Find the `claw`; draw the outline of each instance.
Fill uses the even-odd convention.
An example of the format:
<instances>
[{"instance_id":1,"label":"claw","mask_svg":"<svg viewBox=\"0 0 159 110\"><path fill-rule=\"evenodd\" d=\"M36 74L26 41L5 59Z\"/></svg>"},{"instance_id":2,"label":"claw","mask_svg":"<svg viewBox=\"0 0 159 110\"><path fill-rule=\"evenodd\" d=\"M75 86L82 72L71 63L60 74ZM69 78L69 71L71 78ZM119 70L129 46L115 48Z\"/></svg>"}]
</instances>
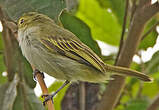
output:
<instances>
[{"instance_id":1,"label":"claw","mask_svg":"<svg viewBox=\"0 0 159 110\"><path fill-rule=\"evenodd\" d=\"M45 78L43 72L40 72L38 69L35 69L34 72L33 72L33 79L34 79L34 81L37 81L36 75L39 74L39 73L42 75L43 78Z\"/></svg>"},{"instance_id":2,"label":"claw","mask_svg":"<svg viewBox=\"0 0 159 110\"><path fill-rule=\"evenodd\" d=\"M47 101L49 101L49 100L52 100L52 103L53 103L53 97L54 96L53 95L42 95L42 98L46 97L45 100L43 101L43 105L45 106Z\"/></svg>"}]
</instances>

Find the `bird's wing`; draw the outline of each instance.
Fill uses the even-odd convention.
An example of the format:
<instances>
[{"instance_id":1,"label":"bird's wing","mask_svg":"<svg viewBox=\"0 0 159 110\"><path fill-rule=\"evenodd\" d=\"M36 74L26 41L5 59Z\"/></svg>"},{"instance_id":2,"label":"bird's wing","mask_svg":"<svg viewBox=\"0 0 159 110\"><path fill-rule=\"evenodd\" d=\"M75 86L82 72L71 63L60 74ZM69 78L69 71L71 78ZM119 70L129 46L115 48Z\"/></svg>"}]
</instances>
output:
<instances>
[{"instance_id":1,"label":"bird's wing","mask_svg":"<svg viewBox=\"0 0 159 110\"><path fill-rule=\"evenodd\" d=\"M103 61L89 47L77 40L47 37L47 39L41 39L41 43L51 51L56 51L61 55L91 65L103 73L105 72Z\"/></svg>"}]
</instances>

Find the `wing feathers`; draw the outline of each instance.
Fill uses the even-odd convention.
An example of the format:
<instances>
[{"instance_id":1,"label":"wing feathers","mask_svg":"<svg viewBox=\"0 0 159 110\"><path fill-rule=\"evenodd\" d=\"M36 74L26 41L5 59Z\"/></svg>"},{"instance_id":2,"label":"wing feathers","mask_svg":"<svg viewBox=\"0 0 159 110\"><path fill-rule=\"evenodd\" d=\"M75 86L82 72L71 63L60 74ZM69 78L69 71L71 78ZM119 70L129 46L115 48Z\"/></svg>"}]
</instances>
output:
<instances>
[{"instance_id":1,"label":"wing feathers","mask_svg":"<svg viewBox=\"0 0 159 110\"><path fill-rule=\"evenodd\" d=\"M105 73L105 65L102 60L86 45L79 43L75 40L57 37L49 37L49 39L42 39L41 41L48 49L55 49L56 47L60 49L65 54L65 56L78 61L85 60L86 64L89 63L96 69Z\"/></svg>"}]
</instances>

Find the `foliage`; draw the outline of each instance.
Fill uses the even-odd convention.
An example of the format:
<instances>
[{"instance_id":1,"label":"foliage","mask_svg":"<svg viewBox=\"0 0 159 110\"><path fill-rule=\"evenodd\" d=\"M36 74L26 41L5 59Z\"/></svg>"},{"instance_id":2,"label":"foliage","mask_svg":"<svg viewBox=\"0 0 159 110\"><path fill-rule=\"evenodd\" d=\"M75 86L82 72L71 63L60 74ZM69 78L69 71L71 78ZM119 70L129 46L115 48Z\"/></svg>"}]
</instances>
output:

■ ■ ■

**What you are asked to do**
Pull out every line in the rows above that contains the string "bird", and copy each one in full.

**Final result**
Find the `bird's wing`; draw the outline of each instance.
[{"instance_id":1,"label":"bird's wing","mask_svg":"<svg viewBox=\"0 0 159 110\"><path fill-rule=\"evenodd\" d=\"M36 74L26 41L5 59Z\"/></svg>"},{"instance_id":2,"label":"bird's wing","mask_svg":"<svg viewBox=\"0 0 159 110\"><path fill-rule=\"evenodd\" d=\"M75 86L82 72L71 63L60 74ZM69 78L69 71L71 78ZM119 70L129 46L115 48Z\"/></svg>"}]
[{"instance_id":1,"label":"bird's wing","mask_svg":"<svg viewBox=\"0 0 159 110\"><path fill-rule=\"evenodd\" d=\"M103 61L89 47L77 40L47 37L47 39L41 39L41 43L51 51L56 51L61 55L91 65L103 73L105 72Z\"/></svg>"}]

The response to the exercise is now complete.